*** Begin section ***

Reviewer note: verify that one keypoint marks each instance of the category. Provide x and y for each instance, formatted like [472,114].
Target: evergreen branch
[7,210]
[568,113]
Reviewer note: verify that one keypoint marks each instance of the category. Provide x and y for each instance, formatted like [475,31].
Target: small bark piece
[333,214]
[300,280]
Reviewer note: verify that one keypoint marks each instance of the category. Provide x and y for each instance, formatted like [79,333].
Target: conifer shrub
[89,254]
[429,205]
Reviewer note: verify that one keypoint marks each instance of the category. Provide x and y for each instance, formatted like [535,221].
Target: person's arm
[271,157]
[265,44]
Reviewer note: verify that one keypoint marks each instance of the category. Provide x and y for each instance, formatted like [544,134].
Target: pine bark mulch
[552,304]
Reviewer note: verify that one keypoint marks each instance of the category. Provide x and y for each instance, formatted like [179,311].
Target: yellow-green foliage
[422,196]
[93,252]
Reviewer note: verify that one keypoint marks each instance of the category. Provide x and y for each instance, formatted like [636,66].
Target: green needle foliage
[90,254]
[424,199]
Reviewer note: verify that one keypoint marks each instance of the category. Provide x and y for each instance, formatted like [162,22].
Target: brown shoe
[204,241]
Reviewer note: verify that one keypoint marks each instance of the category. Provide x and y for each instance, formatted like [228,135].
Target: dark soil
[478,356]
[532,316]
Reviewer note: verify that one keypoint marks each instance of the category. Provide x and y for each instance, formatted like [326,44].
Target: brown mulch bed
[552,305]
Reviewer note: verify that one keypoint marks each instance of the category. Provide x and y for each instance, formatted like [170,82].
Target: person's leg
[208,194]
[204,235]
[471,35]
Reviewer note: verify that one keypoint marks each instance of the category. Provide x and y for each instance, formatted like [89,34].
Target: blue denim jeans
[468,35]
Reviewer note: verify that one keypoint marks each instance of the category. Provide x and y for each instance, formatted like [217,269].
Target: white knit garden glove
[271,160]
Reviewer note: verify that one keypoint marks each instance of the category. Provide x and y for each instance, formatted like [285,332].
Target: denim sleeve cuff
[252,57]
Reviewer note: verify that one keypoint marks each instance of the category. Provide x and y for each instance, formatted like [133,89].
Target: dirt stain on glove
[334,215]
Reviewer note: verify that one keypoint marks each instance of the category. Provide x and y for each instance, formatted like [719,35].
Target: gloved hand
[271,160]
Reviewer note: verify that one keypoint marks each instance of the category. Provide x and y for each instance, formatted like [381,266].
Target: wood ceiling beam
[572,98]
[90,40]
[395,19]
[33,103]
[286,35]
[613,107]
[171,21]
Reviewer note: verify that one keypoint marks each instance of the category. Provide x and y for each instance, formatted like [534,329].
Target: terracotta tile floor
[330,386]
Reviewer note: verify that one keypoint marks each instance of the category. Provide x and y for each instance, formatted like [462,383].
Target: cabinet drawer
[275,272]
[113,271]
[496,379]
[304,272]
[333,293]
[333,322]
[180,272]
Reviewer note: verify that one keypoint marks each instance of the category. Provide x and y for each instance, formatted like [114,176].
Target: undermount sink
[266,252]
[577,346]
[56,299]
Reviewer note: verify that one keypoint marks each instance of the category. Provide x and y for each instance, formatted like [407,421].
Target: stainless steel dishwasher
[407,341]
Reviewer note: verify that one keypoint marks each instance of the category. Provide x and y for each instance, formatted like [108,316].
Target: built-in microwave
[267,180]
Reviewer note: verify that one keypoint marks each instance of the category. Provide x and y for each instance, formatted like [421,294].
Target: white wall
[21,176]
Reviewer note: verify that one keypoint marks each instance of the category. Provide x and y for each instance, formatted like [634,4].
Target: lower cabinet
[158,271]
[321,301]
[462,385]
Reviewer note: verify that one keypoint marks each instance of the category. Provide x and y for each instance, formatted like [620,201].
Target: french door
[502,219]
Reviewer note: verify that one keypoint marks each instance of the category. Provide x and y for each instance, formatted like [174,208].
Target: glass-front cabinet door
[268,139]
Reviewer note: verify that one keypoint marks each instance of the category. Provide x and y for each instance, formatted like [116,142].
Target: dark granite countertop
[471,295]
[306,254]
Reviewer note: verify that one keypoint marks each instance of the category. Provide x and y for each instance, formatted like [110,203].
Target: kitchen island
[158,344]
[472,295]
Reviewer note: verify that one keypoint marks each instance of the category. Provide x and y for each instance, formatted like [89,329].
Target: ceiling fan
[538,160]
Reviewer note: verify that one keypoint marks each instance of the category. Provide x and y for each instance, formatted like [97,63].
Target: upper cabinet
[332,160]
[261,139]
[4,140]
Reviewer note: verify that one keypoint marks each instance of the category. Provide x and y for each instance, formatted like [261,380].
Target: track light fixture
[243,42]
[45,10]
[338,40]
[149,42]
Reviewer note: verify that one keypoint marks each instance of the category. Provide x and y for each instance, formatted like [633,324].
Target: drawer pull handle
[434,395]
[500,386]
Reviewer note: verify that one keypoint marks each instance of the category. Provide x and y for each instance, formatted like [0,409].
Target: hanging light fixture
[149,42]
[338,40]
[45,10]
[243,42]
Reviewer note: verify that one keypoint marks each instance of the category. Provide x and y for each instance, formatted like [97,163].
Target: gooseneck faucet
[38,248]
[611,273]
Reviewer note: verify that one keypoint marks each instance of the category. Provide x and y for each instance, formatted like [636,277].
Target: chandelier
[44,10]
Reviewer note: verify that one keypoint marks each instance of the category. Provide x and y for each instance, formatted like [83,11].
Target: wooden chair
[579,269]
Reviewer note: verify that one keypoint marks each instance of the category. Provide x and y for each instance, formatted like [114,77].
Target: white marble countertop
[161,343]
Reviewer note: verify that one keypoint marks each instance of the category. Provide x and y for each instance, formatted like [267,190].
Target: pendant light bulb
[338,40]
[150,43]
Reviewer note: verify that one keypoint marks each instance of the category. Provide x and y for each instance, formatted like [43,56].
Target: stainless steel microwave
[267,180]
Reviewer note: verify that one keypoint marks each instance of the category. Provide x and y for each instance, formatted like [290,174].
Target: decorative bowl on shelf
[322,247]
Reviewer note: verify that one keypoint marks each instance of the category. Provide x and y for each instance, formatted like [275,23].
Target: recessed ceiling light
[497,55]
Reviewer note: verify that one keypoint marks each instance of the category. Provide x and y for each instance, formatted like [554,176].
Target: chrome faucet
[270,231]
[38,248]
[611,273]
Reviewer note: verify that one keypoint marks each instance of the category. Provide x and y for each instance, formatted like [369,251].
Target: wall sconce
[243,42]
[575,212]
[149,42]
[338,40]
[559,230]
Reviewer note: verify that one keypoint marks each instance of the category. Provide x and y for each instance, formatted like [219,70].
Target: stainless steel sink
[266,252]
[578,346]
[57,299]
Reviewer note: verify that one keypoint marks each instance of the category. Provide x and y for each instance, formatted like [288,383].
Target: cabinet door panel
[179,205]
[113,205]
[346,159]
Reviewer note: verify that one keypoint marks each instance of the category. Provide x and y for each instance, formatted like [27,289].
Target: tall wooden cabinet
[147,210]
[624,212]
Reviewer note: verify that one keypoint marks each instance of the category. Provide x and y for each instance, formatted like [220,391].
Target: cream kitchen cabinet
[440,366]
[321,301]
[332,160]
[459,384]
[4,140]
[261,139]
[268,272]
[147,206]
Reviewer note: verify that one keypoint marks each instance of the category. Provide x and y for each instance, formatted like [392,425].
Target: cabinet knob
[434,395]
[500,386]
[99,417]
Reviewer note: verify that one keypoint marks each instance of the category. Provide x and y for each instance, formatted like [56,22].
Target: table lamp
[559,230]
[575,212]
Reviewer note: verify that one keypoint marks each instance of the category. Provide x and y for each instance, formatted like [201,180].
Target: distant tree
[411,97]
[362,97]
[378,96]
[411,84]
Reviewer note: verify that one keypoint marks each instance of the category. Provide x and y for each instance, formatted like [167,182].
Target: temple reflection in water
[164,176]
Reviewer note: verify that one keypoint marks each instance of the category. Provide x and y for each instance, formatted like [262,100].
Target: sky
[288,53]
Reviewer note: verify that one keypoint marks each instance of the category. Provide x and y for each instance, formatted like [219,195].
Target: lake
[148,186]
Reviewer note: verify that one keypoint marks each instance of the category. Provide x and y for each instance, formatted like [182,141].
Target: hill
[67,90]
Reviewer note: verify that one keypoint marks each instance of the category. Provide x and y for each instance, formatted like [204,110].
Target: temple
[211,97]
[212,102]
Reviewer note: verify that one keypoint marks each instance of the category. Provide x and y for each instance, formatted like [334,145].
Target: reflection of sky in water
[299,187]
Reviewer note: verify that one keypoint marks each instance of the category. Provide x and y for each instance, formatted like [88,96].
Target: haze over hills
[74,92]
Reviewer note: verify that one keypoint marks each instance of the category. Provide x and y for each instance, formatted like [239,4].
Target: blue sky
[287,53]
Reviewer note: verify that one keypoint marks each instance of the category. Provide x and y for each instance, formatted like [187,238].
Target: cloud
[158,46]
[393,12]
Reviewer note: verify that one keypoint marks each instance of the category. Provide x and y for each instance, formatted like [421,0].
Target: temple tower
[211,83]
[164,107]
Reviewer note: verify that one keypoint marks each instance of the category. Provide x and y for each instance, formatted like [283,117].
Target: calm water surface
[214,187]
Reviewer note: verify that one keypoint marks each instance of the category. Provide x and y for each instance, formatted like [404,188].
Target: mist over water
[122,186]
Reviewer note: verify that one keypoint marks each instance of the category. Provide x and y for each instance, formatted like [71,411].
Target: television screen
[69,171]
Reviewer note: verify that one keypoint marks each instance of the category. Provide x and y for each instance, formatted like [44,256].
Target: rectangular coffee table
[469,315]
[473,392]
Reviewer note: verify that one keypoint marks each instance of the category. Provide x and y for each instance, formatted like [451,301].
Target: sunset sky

*** End section ***

» Assignment
Reproduce the lines above, beginning at the line with "formatted like [114,176]." and stopping after the line with "formatted like [89,329].", exactly as they are.

» Solution for this task
Reviewer note: verify that one keypoint marks each instance of the category. Provide x and y for each instance, formatted like [114,176].
Target: undermount sink
[266,252]
[577,346]
[56,299]
Reviewer note: verify that one keypoint marks each instance of the category. Provide x and y for each instance, formatted like [407,421].
Target: stainless steel dishwasher
[407,341]
Reviewer note: verify that one keypoint marks each instance of the category. Provide x and y for each instance, formatted like [108,316].
Target: built-in microwave
[267,180]
Reviewer note: verify that one keypoint marks each instance of the category. Provide x and y for each instance, formatted like [421,294].
Target: white wall
[21,176]
Reviewer note: verify that one keypoint marks each instance of the category. Provide x and y for each instance, formatted like [634,4].
Target: lower cabinet
[158,271]
[321,301]
[462,385]
Reviewer note: verify that one keypoint marks each instance of the category. Provide x and y for each instance, formatted like [620,201].
Target: french door
[502,219]
Reviewer note: verify that one keypoint marks each instance of the category. Provide x and y for each instance, formatted like [174,208].
Target: glass-front cabinet door
[268,139]
Reviewer note: verify that one keypoint marks each instance of the category. Provide x and y for each instance, formatted like [116,142].
Target: dark granite countertop
[471,295]
[306,254]
Reviewer note: verify that one keypoint marks each instance of the category. Provide x and y for each instance, formatted like [110,203].
Target: kitchen island
[158,344]
[472,295]
Reviewer note: verify that one keypoint marks each instance of the category. Provide x and y for each instance, formatted like [89,329].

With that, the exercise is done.